Goal of the exercise: Without the pictures, return each record as it appears.

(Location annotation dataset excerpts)
· · · · ·
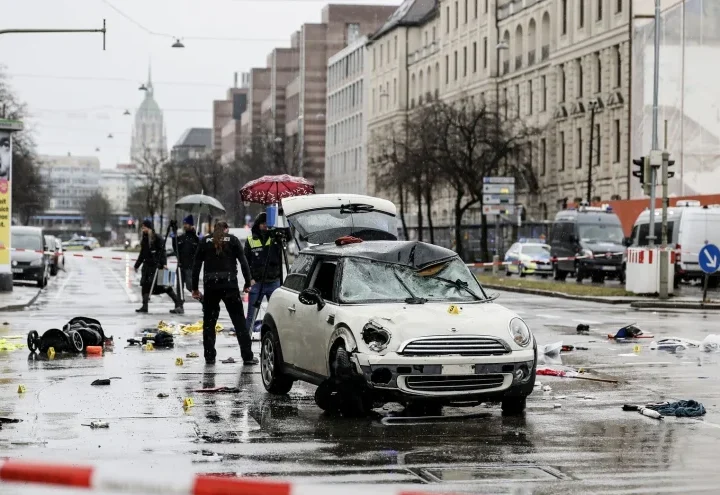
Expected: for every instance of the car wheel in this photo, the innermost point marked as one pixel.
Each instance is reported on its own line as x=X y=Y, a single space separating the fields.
x=513 y=406
x=75 y=341
x=327 y=397
x=273 y=378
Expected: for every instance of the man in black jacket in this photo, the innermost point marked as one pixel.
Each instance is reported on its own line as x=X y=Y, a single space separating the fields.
x=153 y=258
x=220 y=253
x=259 y=248
x=186 y=245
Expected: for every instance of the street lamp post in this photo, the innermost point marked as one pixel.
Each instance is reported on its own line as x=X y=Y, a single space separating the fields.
x=593 y=106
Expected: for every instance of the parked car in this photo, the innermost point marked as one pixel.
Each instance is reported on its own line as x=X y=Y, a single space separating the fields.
x=690 y=226
x=526 y=258
x=371 y=320
x=53 y=255
x=587 y=242
x=28 y=259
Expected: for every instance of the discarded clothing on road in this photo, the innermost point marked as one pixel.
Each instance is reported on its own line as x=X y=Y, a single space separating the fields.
x=681 y=408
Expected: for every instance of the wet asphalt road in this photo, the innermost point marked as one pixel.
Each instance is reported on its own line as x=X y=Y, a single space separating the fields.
x=587 y=445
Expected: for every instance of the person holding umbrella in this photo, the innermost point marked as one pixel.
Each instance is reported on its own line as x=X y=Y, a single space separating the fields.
x=186 y=245
x=220 y=254
x=152 y=258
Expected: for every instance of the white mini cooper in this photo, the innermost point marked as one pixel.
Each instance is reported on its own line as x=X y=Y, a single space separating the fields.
x=371 y=319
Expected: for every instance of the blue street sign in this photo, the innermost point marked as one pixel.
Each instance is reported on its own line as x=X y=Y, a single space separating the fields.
x=709 y=257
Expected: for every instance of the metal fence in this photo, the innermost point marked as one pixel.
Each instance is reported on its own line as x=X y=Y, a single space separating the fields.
x=471 y=235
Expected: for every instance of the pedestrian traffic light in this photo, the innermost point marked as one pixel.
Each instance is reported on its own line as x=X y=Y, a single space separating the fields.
x=640 y=172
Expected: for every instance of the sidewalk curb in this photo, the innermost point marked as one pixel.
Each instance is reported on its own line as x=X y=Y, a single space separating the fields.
x=561 y=295
x=18 y=307
x=674 y=305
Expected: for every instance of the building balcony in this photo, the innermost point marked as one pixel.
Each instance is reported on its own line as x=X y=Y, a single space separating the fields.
x=545 y=52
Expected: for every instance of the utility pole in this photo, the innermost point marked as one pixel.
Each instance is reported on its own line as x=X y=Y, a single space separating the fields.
x=593 y=106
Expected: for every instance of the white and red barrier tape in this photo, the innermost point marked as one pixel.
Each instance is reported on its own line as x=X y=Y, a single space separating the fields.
x=112 y=480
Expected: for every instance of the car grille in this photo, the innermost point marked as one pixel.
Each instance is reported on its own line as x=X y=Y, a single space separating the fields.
x=465 y=346
x=453 y=383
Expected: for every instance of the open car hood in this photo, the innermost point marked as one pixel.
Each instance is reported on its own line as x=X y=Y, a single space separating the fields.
x=323 y=218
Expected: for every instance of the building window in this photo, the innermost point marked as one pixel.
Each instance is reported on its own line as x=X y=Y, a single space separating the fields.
x=580 y=79
x=464 y=61
x=579 y=144
x=485 y=52
x=618 y=140
x=455 y=67
x=352 y=33
x=530 y=97
x=474 y=56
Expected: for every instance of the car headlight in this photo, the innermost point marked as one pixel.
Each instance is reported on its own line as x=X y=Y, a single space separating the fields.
x=376 y=336
x=520 y=332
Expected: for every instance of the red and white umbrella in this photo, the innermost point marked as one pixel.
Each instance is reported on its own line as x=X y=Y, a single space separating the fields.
x=270 y=189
· · · · ·
Exercise answer:
Expected: for every instance of the car wheel in this photo, the innermost point marked as one pixel.
Each instance is reported on its own line as x=X y=Y, a single space separating the fields.
x=513 y=406
x=75 y=341
x=327 y=397
x=273 y=378
Expected: for every instance of the man in black jacket in this photo, the innermost point marked as one pixel.
Each instance is reported on its own line as x=X y=Y, a single space separating the fields.
x=153 y=258
x=220 y=253
x=259 y=248
x=186 y=245
Expected: for every instance of the street lamp post in this photo, the innermost point marked as one pixel.
Each instance is reported on its own line as x=X y=Y, a single space separating the fields.
x=593 y=106
Expected: for every instance of the parked car in this photo, the innermost point marked as one pixel.
Each instance is reported on its own line as x=X y=Y, a single space separating the fields.
x=690 y=226
x=526 y=258
x=371 y=320
x=53 y=255
x=587 y=242
x=28 y=259
Expected: for every instance of the discarded clothing on road in this photo, the innermost point marked as one pixel.
Each instance is reported on its own line as x=X y=Y, a single space separating the fields.
x=681 y=408
Expected: for every instance of the wet asphalt road in this photo, the innermost point marked as one pixel.
Each instance is reported on its own line as x=X y=Y, a single space separating the fields.
x=587 y=445
Expected: for every instance of the person holding umbrella in this photo, the innermost point marked as one pixel.
Each instance is reported on its own line as x=X y=Y, a single space separating the fields.
x=186 y=245
x=220 y=254
x=152 y=258
Expected: for every instance of the white mini cooper in this photo, the innermost point marked as one pixel.
Each instance is reported on its own line as x=X y=Y, a single space separating the fields.
x=371 y=319
Expected: for every instance of the blue street sign in this photo, the innermost point marked as one pixel.
Each instance is reported on its own line as x=X y=Y, a single space separating the fields.
x=709 y=257
Expected: for every instance of the metal fence in this photo, the innermost point marked as one pixel.
Each instance is reported on its own line as x=X y=Y, a single space separating the fields.
x=471 y=235
Expected: for every instance of the pedestrian traffic light in this photo, the innermost point marked as one pixel.
Each instance is reported on its own line as x=X y=Y, a single space separating the fields.
x=640 y=172
Expected: for every instance of the sidewalk curb in this photo, the innermost point marked as one pixel.
Each instance is reported on its own line as x=X y=Y, a single space separating the fields.
x=561 y=295
x=18 y=307
x=674 y=305
Expected: for every instance of the building balcony in this photo, the innermost point marked as one pixel.
Each instance is reported on its own line as x=X y=Y, a single space separating the fields.
x=545 y=52
Expected: for every instance of the utility pole in this photo, the innermost point marked as one pixel.
Each instance is reported on its own line as x=X y=Y, a single space separating the fields.
x=593 y=106
Expected: for every instance of the white and red barrier tape in this photo, the innermost point marked as one pixel.
Each instance is reported on its own line as x=X y=Y, a single space separating the fields.
x=112 y=480
Expected: for every instance of the car grille in this photo, the innermost point marked as one pixel.
Each instance is reported on its own line as x=X y=Y, a single space separating the fields.
x=465 y=346
x=453 y=383
Expected: for every instance of the open car hood in this photo, the innermost point marked as one pixel.
Each instance is reported on its own line as x=X y=Y, a single space separating the fields.
x=323 y=218
Expected: for every instance of the building window in this photo, the innermost point marked as one pixel.
Each instance is reported on its own line as x=X y=Y, a single space separating the fields.
x=580 y=79
x=464 y=61
x=579 y=144
x=485 y=52
x=618 y=140
x=455 y=67
x=352 y=33
x=530 y=97
x=474 y=56
Expected: for every instance of the car headlight in this photo, the innermost point marked as one pixel.
Each instance is reported on its own line as x=X y=Y, a single space separating the fields.
x=376 y=336
x=520 y=332
Expected: for every instance of the red and white umbrella in this photo, the innermost point marked as one pixel.
Each instance is reported on its own line as x=X y=Y, a single space separating the fields.
x=270 y=189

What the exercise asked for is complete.